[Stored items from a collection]
== Segment start ==

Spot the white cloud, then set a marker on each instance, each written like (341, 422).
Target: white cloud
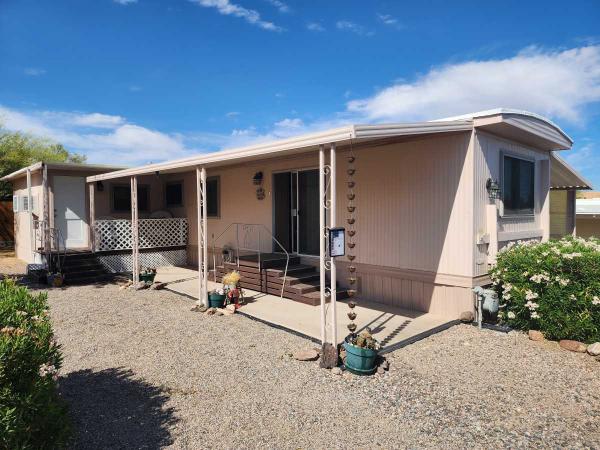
(387, 19)
(34, 72)
(103, 138)
(281, 6)
(226, 8)
(346, 25)
(557, 84)
(314, 26)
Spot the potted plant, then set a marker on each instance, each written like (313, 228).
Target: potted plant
(361, 353)
(216, 298)
(147, 275)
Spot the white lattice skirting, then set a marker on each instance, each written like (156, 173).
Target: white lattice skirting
(115, 234)
(121, 262)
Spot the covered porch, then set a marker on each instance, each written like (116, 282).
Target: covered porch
(394, 327)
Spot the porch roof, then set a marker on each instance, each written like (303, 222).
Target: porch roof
(60, 166)
(563, 176)
(520, 125)
(300, 144)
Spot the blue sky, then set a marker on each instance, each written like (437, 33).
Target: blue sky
(129, 82)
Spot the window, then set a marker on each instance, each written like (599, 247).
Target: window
(213, 196)
(121, 198)
(518, 186)
(174, 194)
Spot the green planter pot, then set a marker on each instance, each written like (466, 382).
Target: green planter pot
(360, 361)
(216, 300)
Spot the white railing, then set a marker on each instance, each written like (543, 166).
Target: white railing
(115, 234)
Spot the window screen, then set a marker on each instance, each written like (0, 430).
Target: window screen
(213, 195)
(174, 194)
(518, 186)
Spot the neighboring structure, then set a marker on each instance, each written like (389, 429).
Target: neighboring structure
(51, 196)
(435, 201)
(588, 215)
(562, 197)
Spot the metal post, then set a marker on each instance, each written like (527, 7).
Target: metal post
(46, 213)
(204, 236)
(30, 212)
(92, 217)
(134, 233)
(332, 224)
(322, 241)
(200, 237)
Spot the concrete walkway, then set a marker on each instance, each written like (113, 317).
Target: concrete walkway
(390, 325)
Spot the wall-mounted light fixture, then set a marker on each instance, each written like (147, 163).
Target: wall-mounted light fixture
(493, 189)
(257, 178)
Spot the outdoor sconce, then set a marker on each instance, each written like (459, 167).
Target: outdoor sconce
(257, 178)
(493, 189)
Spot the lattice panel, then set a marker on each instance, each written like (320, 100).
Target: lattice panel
(153, 233)
(122, 262)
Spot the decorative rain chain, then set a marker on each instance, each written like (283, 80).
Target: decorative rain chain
(351, 243)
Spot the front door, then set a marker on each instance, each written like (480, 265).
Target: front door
(296, 204)
(69, 211)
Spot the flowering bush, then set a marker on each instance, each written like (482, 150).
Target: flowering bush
(553, 287)
(31, 413)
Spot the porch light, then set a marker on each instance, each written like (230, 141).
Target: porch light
(257, 178)
(493, 189)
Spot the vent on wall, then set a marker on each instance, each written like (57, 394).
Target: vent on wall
(21, 203)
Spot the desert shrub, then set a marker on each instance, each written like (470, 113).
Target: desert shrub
(552, 286)
(32, 415)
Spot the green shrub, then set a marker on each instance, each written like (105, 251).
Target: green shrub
(32, 415)
(553, 287)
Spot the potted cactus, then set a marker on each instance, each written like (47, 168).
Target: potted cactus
(361, 353)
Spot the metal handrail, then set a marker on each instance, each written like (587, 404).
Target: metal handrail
(50, 238)
(259, 251)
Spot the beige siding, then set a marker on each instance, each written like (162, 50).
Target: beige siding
(488, 151)
(562, 213)
(23, 247)
(414, 227)
(588, 227)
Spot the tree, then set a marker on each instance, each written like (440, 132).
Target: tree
(18, 150)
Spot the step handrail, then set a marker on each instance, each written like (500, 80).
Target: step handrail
(259, 226)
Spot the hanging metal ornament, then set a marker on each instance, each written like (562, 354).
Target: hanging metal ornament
(351, 241)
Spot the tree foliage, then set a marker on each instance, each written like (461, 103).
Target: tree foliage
(18, 150)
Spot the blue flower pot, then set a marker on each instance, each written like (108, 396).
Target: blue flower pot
(360, 361)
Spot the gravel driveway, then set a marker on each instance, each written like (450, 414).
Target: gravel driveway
(143, 371)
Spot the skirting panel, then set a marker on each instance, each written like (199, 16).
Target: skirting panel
(121, 261)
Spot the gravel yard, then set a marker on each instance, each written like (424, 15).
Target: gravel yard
(143, 371)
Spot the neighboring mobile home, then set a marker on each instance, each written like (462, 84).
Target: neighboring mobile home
(588, 215)
(429, 205)
(52, 194)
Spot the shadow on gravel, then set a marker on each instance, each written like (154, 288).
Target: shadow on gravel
(111, 409)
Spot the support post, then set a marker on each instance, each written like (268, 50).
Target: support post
(134, 233)
(491, 217)
(30, 213)
(332, 224)
(322, 232)
(92, 217)
(204, 236)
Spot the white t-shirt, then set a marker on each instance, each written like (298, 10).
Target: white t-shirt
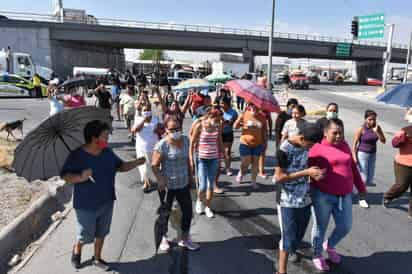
(146, 138)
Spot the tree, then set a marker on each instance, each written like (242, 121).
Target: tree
(152, 54)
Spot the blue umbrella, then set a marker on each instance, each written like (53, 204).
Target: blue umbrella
(400, 95)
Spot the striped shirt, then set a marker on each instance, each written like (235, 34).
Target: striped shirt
(208, 145)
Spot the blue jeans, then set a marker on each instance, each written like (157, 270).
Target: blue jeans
(207, 172)
(366, 164)
(325, 205)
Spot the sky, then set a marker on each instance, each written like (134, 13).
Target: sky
(322, 17)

== Segment end ==

PROBLEM = Please print every record above exactly, but leave the pictures out.

SOLUTION TO THE PROBLEM =
Spot the white cloud, then set a marker on each instance, each written like (341, 422).
Target: white cloud
(387, 19)
(34, 72)
(103, 138)
(281, 6)
(226, 8)
(346, 25)
(557, 84)
(314, 26)
Spot the potted plant, then set a marker on each instance, each written like (313, 228).
Target: potted plant
(361, 353)
(216, 298)
(147, 275)
Spot the white lattice skirting, then set a marker on each instance, each written like (156, 173).
Target: white lattice skirting
(115, 234)
(121, 262)
Spot the covered porch, then set a marker on each instance, each written like (116, 282).
Target: covered porch
(394, 327)
Spot the porch roof, then set a marker on each instance, each written like (303, 222).
Target: porch roof
(60, 166)
(563, 176)
(520, 125)
(300, 144)
Spot the blue sky, then set a marker on each instance, each written like (437, 33).
Target: blue sky
(129, 82)
Spot the window, then set a marker on each instance, each written like (599, 247).
Target: window
(213, 196)
(121, 198)
(518, 186)
(174, 194)
Spot the green planter pot, then set a marker on each instance, each written like (466, 382).
Target: green planter pot
(360, 361)
(216, 300)
Spot the white railing, then set a marker on each instance, each written like (543, 166).
Target: white railing
(115, 234)
Spot the window screen, then set a marker on each instance, each written like (0, 430).
Target: window screen
(213, 195)
(174, 194)
(518, 186)
Spot the neighboring structure, then set a marker on each instance, each written like (389, 429).
Target: neighboring structure
(51, 196)
(435, 201)
(588, 215)
(562, 197)
Spot the metal post, then set a marker on each instance, each written like (527, 7).
Target: metal post
(46, 213)
(204, 236)
(30, 212)
(92, 217)
(134, 233)
(332, 224)
(322, 241)
(200, 237)
Spot the concrete walkway, then set a marker on each instance, each written like (113, 317).
Target: concrete walkway
(390, 325)
Spot the wall-mounted light fixture, then set a marker on each instance, each written like (147, 163).
Target: wall-mounted light fixture
(493, 189)
(257, 178)
Spot the outdoor sconce, then set a marker on each instance, each written like (459, 167).
Target: outdoor sconce
(257, 178)
(493, 189)
Spot the lattice panel, then set a marker on each instance, each written like (320, 100).
Target: lattice panel
(153, 233)
(122, 262)
Spot the decorative rain chain, then set a marker on each instance, each written like (283, 80).
Target: decorative rain chain
(351, 243)
Spot the front door, then set a marker on each instance, each written like (480, 265).
Target: front door
(296, 204)
(69, 211)
Spot the flowering bush, then set a marker on each instance, each written like (482, 150).
Target: flowering bush
(553, 287)
(31, 413)
Spot the porch light, then set a marker on each instance, each written like (230, 141).
Target: porch light
(257, 178)
(493, 189)
Spot the vent on wall, then set a marker on each instance, each written like (57, 394).
Target: vent on wall
(21, 203)
Spot the desert shrub, then set a marker on each instance, each written like (470, 113).
Target: desert shrub
(552, 286)
(32, 415)
Spot the green shrub, then set a marker on each instance, each written like (105, 251).
Target: green shrub
(32, 415)
(553, 287)
Spot the potted cactus, then set a marker on each instance, each written like (47, 168).
Target: potted cactus
(361, 353)
Spot the metal handrail, then set a marker on each instance, each written like (587, 404).
Target: metal handrail
(50, 238)
(259, 251)
Spot the beige siding, then set a marker on each instance, each written like (162, 50).
Target: beige siding
(488, 151)
(562, 213)
(23, 247)
(414, 227)
(588, 227)
Spot the tree, then set a marker on each instance, each written like (440, 132).
Target: tree
(18, 150)
Spot the step handrail, then set a marker on each instance, each written like (500, 80).
Target: step handrail
(259, 226)
Spot the hanging metal ornament, then set a marker on each instance, each written like (562, 354).
Target: hanging metal ornament
(351, 241)
Spot the tree foliage, then set a marker on each instance, each written like (461, 103).
Target: tree foliage
(18, 150)
Spot the blue flower pot, then set a marker on each instance, each written like (108, 396).
Target: blue flower pot
(360, 361)
Spot the gravel driveway, then set a marker on each instance, each written like (450, 414).
Target: gravel driveway
(143, 371)
Spot the skirting panel, then set a marker on each instance, each written like (199, 16).
Target: skirting panel
(121, 261)
Spot the gravel yard, then set a marker on each instance, each written like (424, 15).
Target: gravel yard
(143, 371)
Spot the neighboring mobile home, then set a marker on each instance, each written like (462, 84).
Target: neighboring mobile home
(588, 215)
(429, 205)
(52, 194)
Spot the shadow on gravel, then set a marker on each instance, each written like (154, 288).
Target: shadow on gravel
(111, 409)
Spot the support post, then set a marker on each instance, each written like (268, 50).
Target: support post
(134, 233)
(491, 217)
(30, 213)
(332, 224)
(322, 232)
(92, 217)
(204, 236)
Spot the white t-shirt, then set a marker on each instance, each written like (298, 10).
Target: white t-shirt
(146, 138)
Spot the tree, then set a marker on each instance, each written like (242, 121).
Target: tree
(152, 54)
Spot the blue umbrella, then set a marker on each instance, each written like (53, 204).
Target: blue umbrella
(400, 95)
Spot the striped shirt, then set a marker on each instance, each written like (235, 34).
Target: striped shirt
(208, 145)
Spot the blue jeans, then set a marker on each instance, each written like (157, 270).
Target: blue jeans
(207, 172)
(366, 164)
(325, 205)
Spot the sky, then set a marker on each instance, each written like (134, 13).
Target: sky
(322, 17)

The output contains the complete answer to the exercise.